— START OF Extracted information —
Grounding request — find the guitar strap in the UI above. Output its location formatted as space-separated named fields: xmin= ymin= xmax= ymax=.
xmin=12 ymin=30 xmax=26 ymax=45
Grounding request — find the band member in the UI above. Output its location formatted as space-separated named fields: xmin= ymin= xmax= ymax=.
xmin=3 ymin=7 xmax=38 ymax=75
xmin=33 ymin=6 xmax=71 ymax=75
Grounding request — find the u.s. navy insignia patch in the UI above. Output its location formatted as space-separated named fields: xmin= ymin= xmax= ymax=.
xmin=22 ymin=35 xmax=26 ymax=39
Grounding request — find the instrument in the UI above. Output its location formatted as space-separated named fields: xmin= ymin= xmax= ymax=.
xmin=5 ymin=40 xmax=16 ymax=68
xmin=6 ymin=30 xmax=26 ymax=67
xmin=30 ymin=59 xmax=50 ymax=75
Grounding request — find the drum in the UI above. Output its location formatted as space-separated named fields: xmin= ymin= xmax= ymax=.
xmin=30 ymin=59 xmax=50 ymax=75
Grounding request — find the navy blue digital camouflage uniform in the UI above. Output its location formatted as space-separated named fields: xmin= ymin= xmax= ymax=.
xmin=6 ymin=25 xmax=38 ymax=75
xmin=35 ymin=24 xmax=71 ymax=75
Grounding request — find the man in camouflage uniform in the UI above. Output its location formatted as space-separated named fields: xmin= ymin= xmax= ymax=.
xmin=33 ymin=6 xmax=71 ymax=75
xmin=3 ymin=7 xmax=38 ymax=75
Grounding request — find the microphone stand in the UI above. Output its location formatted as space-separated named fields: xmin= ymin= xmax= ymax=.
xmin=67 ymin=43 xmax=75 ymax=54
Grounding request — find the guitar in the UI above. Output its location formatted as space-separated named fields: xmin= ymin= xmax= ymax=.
— END OF Extracted information —
» **Task instructions**
Set out every item above as a numbered list, skipping any blank lines.

» **Response for this exercise**
1. Grounding request — find the guitar strap in the UI above. Output its location formatted as space-separated named fields: xmin= ymin= xmax= ymax=.
2. xmin=12 ymin=30 xmax=26 ymax=45
3. Grounding request — find the band member in the UI above. Output its location formatted as space-separated named fields: xmin= ymin= xmax= ymax=.
4. xmin=3 ymin=7 xmax=38 ymax=75
5. xmin=33 ymin=6 xmax=71 ymax=75
6. Grounding request — find the u.s. navy insignia patch in the UI above. Output its location formatted as space-separated named fields: xmin= ymin= xmax= ymax=.
7. xmin=22 ymin=35 xmax=26 ymax=39
8. Grounding request — find the instrument in the UI above. Output its location formatted as space-separated named fields: xmin= ymin= xmax= ymax=.
9. xmin=5 ymin=40 xmax=16 ymax=68
10. xmin=6 ymin=30 xmax=26 ymax=67
11. xmin=30 ymin=59 xmax=50 ymax=75
12. Grounding request — find the drum in the UI above. Output its location formatted as space-separated named fields: xmin= ymin= xmax= ymax=.
13. xmin=30 ymin=59 xmax=50 ymax=75
14. Grounding request — find the navy blue digital camouflage uniform in the UI above. Output its location formatted as space-separated named fields: xmin= ymin= xmax= ymax=.
15. xmin=6 ymin=25 xmax=38 ymax=75
16. xmin=35 ymin=24 xmax=71 ymax=75
17. Grounding request — find the man in camouflage uniform in the UI above. Output its location formatted as space-separated named fields: xmin= ymin= xmax= ymax=.
18. xmin=33 ymin=6 xmax=71 ymax=75
19. xmin=3 ymin=7 xmax=38 ymax=75
20. Grounding request — find the microphone stand in the UI above. Output its location formatted as space-separated named fields: xmin= ymin= xmax= ymax=.
21. xmin=67 ymin=43 xmax=75 ymax=54
22. Grounding request — find the guitar in the UI above. Output its location formatted as space-separated named fields: xmin= ymin= xmax= ymax=.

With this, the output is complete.